I've tried looking for a chart of these but can't find one.

You can make one by generating a (fairly long) email...
public class ListCharacters;
public static void main(String[]args){
PrintWriter out = new PrintWriter(new FileOutputStream("myoutputfile.txt"));
for (char c = 1; c <= '\uffff'; c++) {
out.print(c + " " + (int)c);
}
out.flush();
out.close();
}}
Hopefully that will make a unicode file you can copy into an email and view in your email client - widths should become apparent.

On a side note, what character encoding are you using to mix japanese and ascii character.

objects, I think that characters 0x00 through to 0x7f are fairly consistent between most modern encodings; so 0x0041 in an asian character set would represent 'A'.

ASKER

burtdav:

You would like me to go through 65,535 character by hand?

Objects:

I'm using iso-2022-jp and though I am not an expert I believe that for all japanese encodings anything below char(256) is single-width.

Can you use the FontMetrics to determine which characters are single width and which are double width?

It's just an idea: if there are relatively few single-width characters, you can set up rules for finding them like I've explained. You would only have to search through the limited range of characters that are actually used. If it's still a mixture (ie a lot of single-width characters, and not just in a few ranges), then obviously it's not practical.

Again, you might be able to set up the same kind of thing as a literal array using FontMetrics - you could have a once-off java program to produce the code for that array by checking the width using a FontMetrics in a graphical context.

Thinking even more outside the square, can you use tab characters or html tables to do the formatting? Though I don't suppose you'd be here if you could.

ASKER

burtdav:

If I could used tabs I wouldn't be here :)

objects:

Using *anything* to find the width of a character would be fine. But as I showed with my little test characters which have the same width in the email viewer (i.e. one "space") don't give the same width using FontMetrics ...

The following two strings take up the same width in the viewer but FontMetrics reports two different widths:

AAAAAAAAAA (110 wide)
1234567890 (90 wide)

I realise that Java font you are has varying widths, but you may still be able to use to distinguish whether a character is single or double width. ie. you don't use the width directly, you just use it to determine if its a single or double width char.
You could then count how many single and double width characters there are and calculate width simply based on these numbers.

width = n * w (s + (2 * d))
where
n = number of characters
w = single char width in email viewer
s = # of single width chars
d = # of double width chars

ASKER

"ie. you don't use the width directly, you just use it to determine if its a single or double width char"

AIM 1
Transcribe the part of the character-width thread that opens with the words containing "Can you use the" and closes with "it's not practical.".
AIM 2
In the character-width thread, which character encoding does the asker say they are using?

DATASET ENTRIES
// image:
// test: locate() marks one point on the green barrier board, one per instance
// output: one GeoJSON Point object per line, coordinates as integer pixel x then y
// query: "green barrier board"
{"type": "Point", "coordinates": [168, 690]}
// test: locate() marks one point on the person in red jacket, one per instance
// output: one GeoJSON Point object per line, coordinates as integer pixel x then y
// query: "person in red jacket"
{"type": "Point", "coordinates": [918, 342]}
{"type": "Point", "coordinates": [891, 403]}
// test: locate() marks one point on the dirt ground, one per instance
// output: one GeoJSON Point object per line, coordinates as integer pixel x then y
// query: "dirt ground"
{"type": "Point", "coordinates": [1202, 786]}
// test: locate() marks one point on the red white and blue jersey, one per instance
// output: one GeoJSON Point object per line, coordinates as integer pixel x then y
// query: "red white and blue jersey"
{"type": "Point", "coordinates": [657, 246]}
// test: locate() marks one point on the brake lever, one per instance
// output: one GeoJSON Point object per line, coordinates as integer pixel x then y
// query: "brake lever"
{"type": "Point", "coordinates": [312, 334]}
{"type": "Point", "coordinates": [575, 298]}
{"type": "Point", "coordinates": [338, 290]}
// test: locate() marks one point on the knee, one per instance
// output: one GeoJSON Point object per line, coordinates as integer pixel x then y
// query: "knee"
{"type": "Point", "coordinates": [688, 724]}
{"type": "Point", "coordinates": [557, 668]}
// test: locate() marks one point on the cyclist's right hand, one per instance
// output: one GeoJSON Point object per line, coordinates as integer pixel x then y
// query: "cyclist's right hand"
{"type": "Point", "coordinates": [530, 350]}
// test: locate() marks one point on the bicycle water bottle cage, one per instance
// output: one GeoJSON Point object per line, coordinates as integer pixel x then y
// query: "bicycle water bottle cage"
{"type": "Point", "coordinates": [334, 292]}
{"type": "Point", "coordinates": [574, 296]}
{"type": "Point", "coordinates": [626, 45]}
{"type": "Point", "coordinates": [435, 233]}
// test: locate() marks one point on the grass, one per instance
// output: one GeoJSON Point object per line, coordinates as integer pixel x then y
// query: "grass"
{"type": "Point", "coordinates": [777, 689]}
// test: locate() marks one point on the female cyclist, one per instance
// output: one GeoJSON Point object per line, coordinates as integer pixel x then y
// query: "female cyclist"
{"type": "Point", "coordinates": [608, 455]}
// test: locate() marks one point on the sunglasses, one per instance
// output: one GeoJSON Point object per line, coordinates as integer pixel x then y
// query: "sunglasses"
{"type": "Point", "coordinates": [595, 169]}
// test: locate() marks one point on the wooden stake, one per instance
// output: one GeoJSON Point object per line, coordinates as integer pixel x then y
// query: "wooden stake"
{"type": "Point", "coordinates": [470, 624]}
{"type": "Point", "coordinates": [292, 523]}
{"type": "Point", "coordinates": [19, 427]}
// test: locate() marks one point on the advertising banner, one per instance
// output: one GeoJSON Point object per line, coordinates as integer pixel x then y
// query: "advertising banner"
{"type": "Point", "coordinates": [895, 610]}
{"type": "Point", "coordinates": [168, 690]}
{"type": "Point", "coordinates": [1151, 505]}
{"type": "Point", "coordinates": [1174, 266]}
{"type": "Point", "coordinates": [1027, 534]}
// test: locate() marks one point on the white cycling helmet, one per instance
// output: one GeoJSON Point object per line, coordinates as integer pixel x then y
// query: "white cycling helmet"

FINAL RESULT 1
Can you use the FontMetrics to determine which characters are single width and which are double width?

It's just an idea: if there are relatively few single-width characters, you can set up rules for finding them like I've explained. You would only have to search through the limited range of characters that are actually used. If it's still a mixture (ie a lot of single-width characters, and not just in a few ranges), then obviously it's not practical.

FINAL RESULT 2
iso-2022-jp